--- START ---

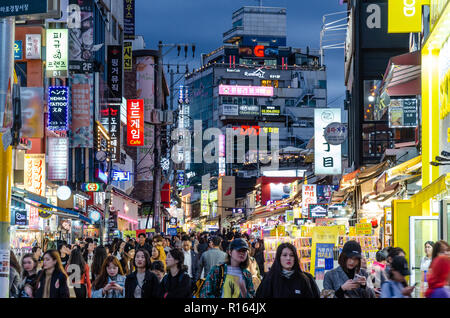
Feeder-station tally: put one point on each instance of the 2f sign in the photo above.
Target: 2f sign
(404, 16)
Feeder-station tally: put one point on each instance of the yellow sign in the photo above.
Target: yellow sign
(322, 234)
(351, 231)
(363, 229)
(405, 16)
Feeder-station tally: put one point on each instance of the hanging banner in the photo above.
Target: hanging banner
(32, 101)
(58, 158)
(34, 173)
(57, 53)
(327, 157)
(309, 196)
(58, 113)
(114, 77)
(135, 122)
(81, 39)
(33, 46)
(127, 56)
(82, 111)
(128, 19)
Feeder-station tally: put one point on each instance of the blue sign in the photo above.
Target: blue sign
(120, 175)
(58, 115)
(18, 52)
(172, 231)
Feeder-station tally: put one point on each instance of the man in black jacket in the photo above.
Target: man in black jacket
(191, 259)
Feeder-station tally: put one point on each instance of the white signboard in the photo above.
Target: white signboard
(57, 53)
(309, 196)
(33, 46)
(327, 157)
(58, 158)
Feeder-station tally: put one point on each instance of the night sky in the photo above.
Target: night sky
(204, 21)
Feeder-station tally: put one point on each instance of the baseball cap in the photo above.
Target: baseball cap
(399, 263)
(238, 244)
(352, 249)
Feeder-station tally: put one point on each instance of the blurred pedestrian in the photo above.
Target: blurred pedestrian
(286, 279)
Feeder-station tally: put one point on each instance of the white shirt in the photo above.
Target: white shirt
(188, 261)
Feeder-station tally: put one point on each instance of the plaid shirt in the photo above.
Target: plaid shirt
(209, 289)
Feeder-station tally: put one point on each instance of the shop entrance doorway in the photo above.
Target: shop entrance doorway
(421, 230)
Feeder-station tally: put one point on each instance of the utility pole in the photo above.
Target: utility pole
(7, 26)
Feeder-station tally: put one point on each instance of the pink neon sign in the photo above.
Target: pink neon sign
(245, 90)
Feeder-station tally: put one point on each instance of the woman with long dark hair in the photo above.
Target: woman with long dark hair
(142, 283)
(29, 274)
(14, 276)
(286, 279)
(52, 279)
(100, 255)
(78, 265)
(176, 283)
(111, 281)
(349, 280)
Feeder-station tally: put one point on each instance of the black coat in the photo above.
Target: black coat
(150, 287)
(62, 291)
(178, 286)
(297, 286)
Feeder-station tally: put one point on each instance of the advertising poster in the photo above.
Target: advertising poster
(82, 111)
(327, 157)
(145, 90)
(34, 173)
(81, 39)
(33, 46)
(32, 103)
(58, 158)
(57, 53)
(58, 110)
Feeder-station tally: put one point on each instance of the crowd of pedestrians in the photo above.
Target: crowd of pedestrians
(215, 265)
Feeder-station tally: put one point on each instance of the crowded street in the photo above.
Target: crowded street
(248, 149)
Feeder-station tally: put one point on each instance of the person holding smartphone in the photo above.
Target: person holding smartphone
(348, 280)
(396, 286)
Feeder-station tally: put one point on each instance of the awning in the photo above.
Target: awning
(438, 186)
(402, 76)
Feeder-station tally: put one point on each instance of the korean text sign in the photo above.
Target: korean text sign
(135, 122)
(57, 53)
(327, 157)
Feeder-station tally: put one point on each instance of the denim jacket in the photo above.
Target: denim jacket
(120, 280)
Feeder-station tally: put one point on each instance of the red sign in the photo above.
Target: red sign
(135, 122)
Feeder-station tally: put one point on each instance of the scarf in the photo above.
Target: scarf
(440, 268)
(287, 273)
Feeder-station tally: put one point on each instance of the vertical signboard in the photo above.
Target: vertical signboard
(127, 56)
(81, 38)
(82, 111)
(114, 79)
(128, 19)
(135, 122)
(33, 46)
(31, 99)
(34, 173)
(58, 158)
(309, 196)
(327, 157)
(145, 88)
(58, 101)
(57, 53)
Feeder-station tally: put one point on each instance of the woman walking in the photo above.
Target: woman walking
(231, 279)
(286, 279)
(52, 279)
(78, 265)
(176, 283)
(348, 280)
(142, 283)
(111, 281)
(29, 274)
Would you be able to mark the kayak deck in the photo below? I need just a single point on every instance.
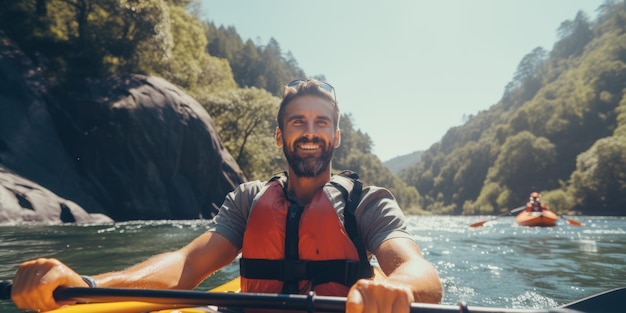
(545, 218)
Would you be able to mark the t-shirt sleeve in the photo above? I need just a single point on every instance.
(380, 218)
(232, 217)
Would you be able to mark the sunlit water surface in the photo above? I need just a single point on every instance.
(497, 265)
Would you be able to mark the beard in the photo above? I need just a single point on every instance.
(308, 166)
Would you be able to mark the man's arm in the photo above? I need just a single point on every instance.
(185, 268)
(410, 278)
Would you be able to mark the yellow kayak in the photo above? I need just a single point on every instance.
(545, 218)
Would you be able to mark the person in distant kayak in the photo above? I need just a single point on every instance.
(295, 232)
(534, 204)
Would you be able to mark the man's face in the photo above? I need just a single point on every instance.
(308, 137)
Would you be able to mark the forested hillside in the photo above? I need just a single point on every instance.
(560, 128)
(73, 42)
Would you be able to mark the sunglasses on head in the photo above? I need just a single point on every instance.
(323, 85)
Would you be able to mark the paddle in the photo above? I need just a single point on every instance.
(481, 223)
(605, 302)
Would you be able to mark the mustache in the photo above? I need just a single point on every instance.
(305, 140)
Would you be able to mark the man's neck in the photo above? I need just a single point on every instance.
(305, 188)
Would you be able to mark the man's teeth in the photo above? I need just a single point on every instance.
(309, 147)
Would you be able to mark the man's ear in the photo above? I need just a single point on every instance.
(279, 137)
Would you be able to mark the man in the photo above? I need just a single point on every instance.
(534, 204)
(258, 221)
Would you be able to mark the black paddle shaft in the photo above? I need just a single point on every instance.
(605, 302)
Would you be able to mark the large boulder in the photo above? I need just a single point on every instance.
(132, 147)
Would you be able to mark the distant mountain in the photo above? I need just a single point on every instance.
(397, 164)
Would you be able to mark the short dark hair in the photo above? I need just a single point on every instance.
(308, 87)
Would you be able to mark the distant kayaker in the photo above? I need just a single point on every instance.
(535, 204)
(278, 253)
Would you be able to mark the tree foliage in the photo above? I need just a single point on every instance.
(558, 129)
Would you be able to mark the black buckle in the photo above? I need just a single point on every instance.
(294, 270)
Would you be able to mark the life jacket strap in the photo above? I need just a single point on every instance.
(345, 272)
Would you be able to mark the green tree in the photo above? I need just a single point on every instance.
(245, 121)
(599, 181)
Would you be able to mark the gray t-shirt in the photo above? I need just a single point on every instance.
(378, 215)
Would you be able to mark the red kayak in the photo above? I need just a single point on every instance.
(545, 218)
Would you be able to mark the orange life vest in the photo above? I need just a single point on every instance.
(326, 260)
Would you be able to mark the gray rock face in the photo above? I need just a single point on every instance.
(132, 147)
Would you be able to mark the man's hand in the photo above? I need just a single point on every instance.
(378, 296)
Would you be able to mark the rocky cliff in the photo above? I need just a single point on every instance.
(124, 148)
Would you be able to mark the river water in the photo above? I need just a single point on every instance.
(497, 265)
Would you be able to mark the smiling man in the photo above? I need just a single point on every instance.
(306, 230)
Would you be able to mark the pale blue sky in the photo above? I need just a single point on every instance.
(406, 70)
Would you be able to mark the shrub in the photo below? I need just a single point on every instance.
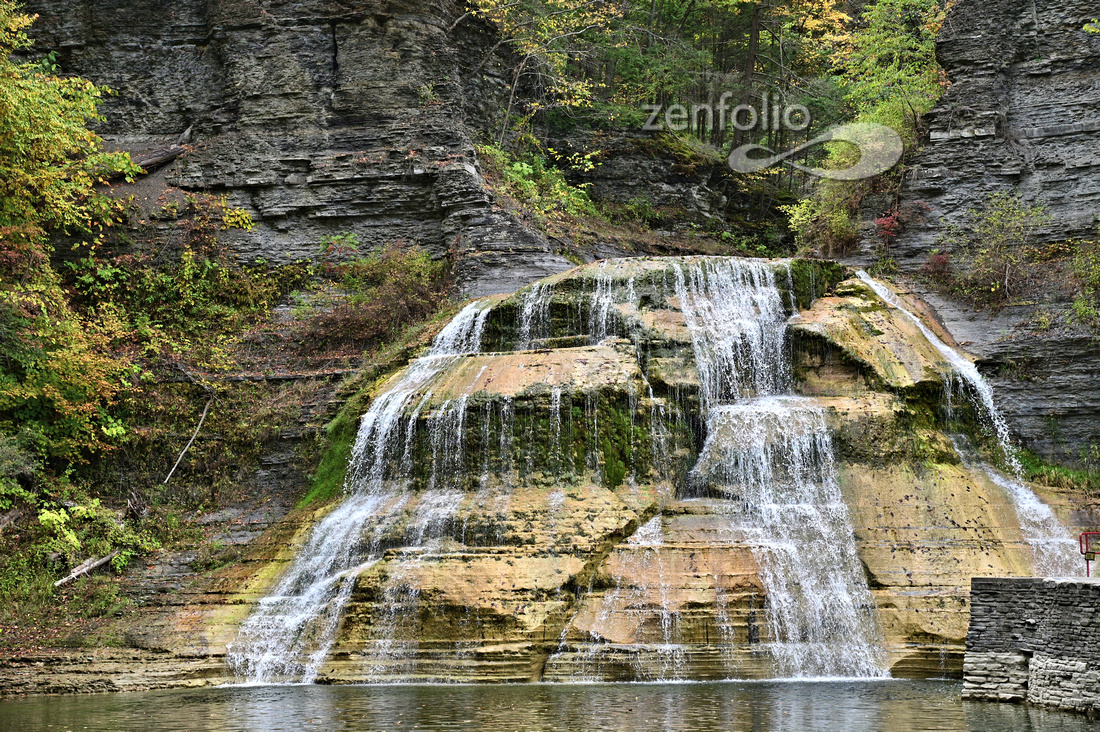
(382, 293)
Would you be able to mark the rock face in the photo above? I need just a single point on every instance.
(562, 504)
(1022, 115)
(317, 117)
(582, 545)
(1034, 640)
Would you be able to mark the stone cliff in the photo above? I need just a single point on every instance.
(1022, 115)
(318, 117)
(556, 526)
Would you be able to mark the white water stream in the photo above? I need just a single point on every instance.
(1054, 549)
(769, 455)
(290, 632)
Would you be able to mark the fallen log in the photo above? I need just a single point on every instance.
(155, 159)
(87, 567)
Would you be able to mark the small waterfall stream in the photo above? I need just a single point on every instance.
(767, 467)
(289, 634)
(1054, 549)
(769, 454)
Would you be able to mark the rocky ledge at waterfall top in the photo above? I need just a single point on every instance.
(582, 548)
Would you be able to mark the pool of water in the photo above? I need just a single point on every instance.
(728, 706)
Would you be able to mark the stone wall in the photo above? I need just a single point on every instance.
(1034, 640)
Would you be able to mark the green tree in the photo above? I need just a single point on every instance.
(50, 161)
(56, 382)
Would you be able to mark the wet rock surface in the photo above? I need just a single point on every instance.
(1022, 115)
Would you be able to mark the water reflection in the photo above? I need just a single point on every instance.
(732, 706)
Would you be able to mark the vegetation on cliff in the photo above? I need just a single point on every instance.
(135, 350)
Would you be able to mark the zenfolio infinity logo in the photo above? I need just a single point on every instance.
(880, 149)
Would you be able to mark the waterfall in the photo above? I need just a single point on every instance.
(290, 632)
(772, 457)
(769, 455)
(1055, 553)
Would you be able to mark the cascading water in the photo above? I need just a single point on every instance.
(770, 456)
(1054, 549)
(289, 634)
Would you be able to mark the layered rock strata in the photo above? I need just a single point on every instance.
(1022, 116)
(318, 118)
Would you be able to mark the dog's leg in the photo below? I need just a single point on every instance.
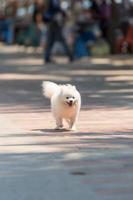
(72, 124)
(59, 124)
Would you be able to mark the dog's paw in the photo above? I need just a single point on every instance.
(58, 127)
(73, 128)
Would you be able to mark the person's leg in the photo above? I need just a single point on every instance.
(49, 43)
(66, 48)
(80, 48)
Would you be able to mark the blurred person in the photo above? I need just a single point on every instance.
(55, 18)
(84, 34)
(105, 16)
(7, 23)
(38, 7)
(124, 44)
(35, 35)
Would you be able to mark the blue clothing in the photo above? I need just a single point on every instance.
(80, 46)
(7, 30)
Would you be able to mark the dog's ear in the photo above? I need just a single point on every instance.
(74, 87)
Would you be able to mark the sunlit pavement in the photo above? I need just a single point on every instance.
(38, 163)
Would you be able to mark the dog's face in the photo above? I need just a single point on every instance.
(69, 97)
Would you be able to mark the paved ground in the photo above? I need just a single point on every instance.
(37, 163)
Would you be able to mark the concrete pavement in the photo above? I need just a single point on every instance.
(38, 163)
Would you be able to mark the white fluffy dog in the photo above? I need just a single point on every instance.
(65, 103)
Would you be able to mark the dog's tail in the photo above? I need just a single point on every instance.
(49, 88)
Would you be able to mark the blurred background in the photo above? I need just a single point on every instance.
(82, 27)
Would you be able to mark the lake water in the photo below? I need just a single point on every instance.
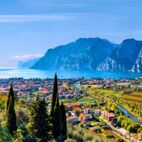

--- END ---

The problem: An exact copy of the lines from the one with "Would you be able to mark the white fluffy" through the end of the records: produce that and nothing more, leaving out the pictures.

Final answer:
Would you be able to mark the white fluffy dog in the photo above? I need just a single point on every instance.
(65, 103)
Would you be able to mark the dog's tail in the photo above? I need just a single point on every instance.
(49, 88)
Would you be able to mark the blurred background in the photo above? I need just a single point on every instance.
(82, 27)
Would you be able to mark the lake water in the photo below? I need just a single point on every instance.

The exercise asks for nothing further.